Problem to work on: Reproduce the entries between the lines holding "The function MUST return, for every instance of the silver" and "[[324, 88]]", inclusive, with the request wording left unchanged. Multiply every point coordinate in the answers by 2.5 and round each result to a whole number, with halves rounded up.

Source data:
======

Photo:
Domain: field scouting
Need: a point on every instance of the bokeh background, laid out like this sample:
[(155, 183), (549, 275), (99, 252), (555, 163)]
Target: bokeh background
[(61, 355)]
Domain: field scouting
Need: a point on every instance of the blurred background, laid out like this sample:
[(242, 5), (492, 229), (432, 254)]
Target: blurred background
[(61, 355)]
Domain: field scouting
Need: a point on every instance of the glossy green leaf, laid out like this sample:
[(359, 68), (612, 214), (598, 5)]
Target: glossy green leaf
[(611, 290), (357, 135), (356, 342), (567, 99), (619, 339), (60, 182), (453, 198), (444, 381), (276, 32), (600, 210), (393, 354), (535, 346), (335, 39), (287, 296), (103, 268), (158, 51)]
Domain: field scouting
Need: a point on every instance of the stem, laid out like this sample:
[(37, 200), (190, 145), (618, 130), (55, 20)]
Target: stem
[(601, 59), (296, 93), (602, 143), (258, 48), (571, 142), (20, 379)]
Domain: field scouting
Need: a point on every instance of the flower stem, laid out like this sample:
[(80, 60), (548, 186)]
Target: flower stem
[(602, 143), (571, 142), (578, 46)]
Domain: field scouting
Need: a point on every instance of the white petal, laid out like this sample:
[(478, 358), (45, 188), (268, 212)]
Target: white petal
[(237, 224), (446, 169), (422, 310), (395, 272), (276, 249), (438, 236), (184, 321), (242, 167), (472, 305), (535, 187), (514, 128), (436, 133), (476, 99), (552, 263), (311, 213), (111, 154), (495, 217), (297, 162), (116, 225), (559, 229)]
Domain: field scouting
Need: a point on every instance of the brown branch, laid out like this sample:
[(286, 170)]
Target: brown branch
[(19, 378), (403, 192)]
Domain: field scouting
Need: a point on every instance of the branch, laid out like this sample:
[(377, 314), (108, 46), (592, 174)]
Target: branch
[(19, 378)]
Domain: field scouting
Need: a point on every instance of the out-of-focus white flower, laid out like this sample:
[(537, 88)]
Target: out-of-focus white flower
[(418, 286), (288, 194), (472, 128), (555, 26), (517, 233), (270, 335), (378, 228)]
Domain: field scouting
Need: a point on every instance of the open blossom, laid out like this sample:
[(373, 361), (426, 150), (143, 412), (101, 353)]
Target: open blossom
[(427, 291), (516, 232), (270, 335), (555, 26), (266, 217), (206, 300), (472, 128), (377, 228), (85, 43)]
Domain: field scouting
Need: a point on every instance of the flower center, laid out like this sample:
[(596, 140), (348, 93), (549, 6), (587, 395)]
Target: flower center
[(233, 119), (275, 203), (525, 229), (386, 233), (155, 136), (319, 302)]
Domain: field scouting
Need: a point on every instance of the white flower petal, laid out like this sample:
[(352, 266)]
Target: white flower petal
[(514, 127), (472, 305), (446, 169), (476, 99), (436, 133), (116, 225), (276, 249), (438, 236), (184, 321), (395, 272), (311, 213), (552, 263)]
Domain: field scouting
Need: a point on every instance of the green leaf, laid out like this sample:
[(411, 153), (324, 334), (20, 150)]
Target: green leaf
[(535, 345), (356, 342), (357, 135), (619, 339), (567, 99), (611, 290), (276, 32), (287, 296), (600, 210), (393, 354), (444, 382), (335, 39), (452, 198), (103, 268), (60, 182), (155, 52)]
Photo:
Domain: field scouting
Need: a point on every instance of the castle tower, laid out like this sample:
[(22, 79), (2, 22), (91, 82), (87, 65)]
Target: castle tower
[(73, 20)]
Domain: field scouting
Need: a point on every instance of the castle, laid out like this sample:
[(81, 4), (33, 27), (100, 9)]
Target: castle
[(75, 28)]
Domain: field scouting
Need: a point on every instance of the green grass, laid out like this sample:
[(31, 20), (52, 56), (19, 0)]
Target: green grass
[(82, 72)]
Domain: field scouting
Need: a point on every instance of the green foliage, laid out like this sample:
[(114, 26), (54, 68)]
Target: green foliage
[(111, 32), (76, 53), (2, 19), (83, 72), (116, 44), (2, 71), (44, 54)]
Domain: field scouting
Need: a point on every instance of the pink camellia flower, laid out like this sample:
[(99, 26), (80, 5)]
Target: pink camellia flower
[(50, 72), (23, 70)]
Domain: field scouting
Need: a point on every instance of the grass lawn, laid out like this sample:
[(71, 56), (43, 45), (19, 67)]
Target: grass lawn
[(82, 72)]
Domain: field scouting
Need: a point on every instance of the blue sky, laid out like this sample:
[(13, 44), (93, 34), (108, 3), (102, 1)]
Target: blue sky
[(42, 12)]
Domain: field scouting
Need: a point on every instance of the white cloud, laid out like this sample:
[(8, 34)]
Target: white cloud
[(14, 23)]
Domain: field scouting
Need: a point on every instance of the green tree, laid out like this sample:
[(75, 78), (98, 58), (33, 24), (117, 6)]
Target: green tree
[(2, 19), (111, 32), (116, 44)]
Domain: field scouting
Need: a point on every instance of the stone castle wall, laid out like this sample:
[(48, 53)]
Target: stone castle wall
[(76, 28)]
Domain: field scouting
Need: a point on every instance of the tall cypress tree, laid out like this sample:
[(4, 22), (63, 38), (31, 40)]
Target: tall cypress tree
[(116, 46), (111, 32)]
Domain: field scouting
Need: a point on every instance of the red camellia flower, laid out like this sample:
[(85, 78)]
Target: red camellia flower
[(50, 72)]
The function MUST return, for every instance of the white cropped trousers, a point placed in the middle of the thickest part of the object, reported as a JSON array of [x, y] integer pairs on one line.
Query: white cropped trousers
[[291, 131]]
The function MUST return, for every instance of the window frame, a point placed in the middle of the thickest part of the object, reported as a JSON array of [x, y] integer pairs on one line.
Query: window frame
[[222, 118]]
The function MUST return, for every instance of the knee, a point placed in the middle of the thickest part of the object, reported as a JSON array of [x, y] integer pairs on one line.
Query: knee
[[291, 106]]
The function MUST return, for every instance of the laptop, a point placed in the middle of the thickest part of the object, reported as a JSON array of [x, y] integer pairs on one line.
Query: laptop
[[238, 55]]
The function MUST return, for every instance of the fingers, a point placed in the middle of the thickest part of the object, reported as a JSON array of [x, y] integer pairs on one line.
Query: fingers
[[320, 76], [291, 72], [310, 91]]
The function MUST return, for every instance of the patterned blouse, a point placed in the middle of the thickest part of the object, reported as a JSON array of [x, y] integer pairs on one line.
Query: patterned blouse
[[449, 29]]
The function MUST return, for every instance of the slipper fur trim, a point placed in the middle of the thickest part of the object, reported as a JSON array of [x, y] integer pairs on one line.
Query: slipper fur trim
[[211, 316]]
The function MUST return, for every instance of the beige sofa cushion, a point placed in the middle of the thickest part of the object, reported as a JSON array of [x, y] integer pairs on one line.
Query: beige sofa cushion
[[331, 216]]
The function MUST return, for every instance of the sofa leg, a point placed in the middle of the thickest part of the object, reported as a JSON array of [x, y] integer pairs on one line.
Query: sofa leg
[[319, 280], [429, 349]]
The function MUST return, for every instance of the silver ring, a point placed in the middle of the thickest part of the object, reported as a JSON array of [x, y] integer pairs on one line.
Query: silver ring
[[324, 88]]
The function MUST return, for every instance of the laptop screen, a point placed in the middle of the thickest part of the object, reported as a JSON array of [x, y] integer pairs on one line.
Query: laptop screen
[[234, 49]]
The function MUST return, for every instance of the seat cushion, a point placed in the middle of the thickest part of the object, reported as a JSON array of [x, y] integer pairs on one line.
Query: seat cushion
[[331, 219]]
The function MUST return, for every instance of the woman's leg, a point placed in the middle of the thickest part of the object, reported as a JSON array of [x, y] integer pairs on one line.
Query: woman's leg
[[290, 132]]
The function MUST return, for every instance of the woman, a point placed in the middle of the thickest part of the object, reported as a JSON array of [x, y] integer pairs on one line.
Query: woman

======

Reply:
The function MUST return, for every instance of the silver ring, a point placed in the middle of the thickest part of the object, reported as a JSON array of [x, y] integer pairs on one line.
Query: silver ring
[[810, 220]]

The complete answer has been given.